Problems to solve:
**a.** Reproduce a portion of the AAR stock analysis, beginning at the words "Some quick valuation" and stopping after the words "potential of 73%-131%.".
**b.** In the AAR stock analysis, what total number of MRO servicing centers does AAR's recently announced acquisition bring it to?
**c.** How would the AAR stock analysis go on from its final line? Write what comes next.
++++ Passage
Various valuation metrics as well as my discounted cash flow analysis [DCF] put AAR about 70-100% below fair market value.

It might take weeks, or it might take months, but I believe AAR at these levels represents a true bargain on a rapidly expanding business with a proven management team and execution strategy.

Here are some other quick reasons why it’s prudent to add to your AAR position or start one immediately:

  • AAR’s most recent earnings announcement and conference call exceeded expectations, and was as solid as can be. I went over their latest quarterly report in detail.
  • AAR continues to further accelerate their business and enter into new markets with prudent acquisitions and margin expanding initiatives.
  • AAR recently announced another acquisition (a full update will be forthcoming), that adds another Maintenance, Repair and Overhaul [MRO] facility to their portfolio in Miami, bringing to 4 the total number of MRO servicing centers and further expanding their most profitable and rapidly expanding business segment.
  • This furthers their strategy to service more and more government aircraft, and in particular, domestic airlines that are outsourcing their MRO activities to cut costs and combat the rising price of fuel.
  • My recent follow-up and conversations with AAR have confirmed that things are on-track, and that nothing is amiss, other than a stock market correction and overreaction in this industry in particular.
  • I believe that AAR’s upcoming fiscal 3rd quarter (February 2008) earnings report will be solid and above expectations, providing a catalyst for the shares.

Some quick valuation metrics:

  • Discounted Cash Flow [DCF]: Using my model, I get a fair or intrinsic value for AAR of anywhere from $45-$60 per share using extremely conservative assumptions: Upside potential of 73%-131%.
++++++++
++++ Supplied information
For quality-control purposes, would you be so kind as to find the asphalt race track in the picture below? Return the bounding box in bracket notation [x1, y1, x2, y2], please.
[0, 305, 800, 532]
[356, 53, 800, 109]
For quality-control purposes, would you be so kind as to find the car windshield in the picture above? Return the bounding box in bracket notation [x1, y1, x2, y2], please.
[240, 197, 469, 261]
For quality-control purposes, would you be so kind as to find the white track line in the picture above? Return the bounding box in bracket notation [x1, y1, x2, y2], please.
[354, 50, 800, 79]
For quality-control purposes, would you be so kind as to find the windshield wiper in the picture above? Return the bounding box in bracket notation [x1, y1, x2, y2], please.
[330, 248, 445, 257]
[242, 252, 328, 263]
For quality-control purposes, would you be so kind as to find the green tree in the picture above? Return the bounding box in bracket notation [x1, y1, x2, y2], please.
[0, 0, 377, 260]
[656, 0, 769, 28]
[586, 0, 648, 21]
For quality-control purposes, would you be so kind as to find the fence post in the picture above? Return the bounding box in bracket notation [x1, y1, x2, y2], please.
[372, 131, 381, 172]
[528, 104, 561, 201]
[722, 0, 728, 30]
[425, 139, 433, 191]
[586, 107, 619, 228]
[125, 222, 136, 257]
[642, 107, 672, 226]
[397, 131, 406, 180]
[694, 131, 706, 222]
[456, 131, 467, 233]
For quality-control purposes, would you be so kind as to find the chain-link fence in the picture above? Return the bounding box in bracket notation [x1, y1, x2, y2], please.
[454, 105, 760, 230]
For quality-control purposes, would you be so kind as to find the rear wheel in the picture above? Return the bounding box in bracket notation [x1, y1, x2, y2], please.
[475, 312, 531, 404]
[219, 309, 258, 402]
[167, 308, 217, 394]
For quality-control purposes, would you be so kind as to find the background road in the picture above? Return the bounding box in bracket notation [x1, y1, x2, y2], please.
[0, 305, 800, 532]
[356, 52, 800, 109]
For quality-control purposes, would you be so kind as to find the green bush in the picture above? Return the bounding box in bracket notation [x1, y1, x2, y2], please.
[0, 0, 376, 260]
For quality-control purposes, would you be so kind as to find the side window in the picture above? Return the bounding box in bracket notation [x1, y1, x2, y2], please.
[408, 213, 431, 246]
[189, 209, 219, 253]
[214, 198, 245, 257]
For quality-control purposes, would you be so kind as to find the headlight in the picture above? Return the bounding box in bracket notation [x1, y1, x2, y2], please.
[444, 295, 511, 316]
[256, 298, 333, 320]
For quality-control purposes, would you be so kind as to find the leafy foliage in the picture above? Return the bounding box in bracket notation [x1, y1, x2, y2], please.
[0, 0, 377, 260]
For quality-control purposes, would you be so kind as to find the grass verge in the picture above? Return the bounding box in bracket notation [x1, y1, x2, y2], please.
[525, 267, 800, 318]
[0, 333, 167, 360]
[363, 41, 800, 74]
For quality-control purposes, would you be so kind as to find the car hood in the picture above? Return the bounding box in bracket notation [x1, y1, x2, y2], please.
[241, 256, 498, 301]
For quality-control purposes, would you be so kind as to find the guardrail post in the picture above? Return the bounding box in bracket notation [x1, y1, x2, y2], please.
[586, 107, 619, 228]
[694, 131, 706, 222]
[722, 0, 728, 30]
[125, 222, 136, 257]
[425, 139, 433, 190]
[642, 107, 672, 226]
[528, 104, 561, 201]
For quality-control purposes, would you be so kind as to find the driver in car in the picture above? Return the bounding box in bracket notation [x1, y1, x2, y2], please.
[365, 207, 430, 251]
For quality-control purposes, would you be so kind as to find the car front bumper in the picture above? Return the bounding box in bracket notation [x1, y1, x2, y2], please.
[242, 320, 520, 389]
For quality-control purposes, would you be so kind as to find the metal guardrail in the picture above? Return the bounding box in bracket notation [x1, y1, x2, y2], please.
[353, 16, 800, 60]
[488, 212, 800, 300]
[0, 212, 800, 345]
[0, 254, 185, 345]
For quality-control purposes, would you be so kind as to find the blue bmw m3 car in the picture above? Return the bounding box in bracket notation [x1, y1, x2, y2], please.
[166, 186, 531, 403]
++++++++
++++ Supplied information
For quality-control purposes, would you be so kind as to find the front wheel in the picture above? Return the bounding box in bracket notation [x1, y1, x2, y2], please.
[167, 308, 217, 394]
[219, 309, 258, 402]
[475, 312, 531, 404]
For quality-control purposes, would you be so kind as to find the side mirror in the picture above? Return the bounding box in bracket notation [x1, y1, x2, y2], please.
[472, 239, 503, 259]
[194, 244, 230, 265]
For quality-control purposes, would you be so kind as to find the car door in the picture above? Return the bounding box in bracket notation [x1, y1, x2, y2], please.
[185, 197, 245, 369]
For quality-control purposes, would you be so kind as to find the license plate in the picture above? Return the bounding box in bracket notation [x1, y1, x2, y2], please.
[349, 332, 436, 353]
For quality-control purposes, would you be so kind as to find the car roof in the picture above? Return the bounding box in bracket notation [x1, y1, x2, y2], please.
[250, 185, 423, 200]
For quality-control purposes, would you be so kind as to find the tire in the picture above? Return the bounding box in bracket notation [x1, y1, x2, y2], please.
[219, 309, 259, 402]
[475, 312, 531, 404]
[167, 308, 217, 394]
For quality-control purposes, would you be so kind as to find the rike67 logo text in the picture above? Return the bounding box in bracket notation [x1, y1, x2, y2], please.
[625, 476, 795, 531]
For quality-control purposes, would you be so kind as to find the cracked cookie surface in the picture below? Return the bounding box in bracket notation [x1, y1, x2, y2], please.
++++++++
Your written answers:
**a.**
Some quick valuation metrics:

  • Discounted Cash Flow [DCF]: Using my model, I get a fair or intrinsic value for AAR of anywhere from $45-$60 per share using extremely conservative assumptions: Upside potential of 73%-131%.

**b.** Four

**c.**
  • Using TRAILING P/E: AAR’s historical 4-year trailing P/E ratio has always been between 20 and 30, today it sits at 16.5. This number will lower further in a few weeks when AAR reports 3rd quarter earnings: Upside potential of 21%-82% (not including further upside with Q3 earnings).
  • Using FORWARD P/E: AAR’s forward P/E ratio for fiscal 2008 is $1.75 per share, or 14.86, and $2.28 per share or 11.4 for fiscal 2009:Upside potential of 35%-102% using 2008 values ONLY.
  • Using Price to Earnings Growth (PEG): AAR trades at a forward P/E ratio of 14.86, while expected to grow earnings 20% over the next 5 years, a PEG of .743. Anything under 1 is considered “cheap”. Upside potential of 35% (using a PEG of 1) - 62% (using a PEG of 1.2).

The Bottom Line

I believe that the recent sell-off that began in conjunction with the overall market malaise, is an overreaction and gives patient and well-researched investors like us, a fantastic opportunity to round out our full position in AAR at phenomenal prices.

I’ve said many times, and I’ll say it again: anything under $30 a share for AAR is a bargain (AAR’s recent price was $26.00), and you should add shares to your portfolio for long term investment immediately, and add more shares on any weakness below this level.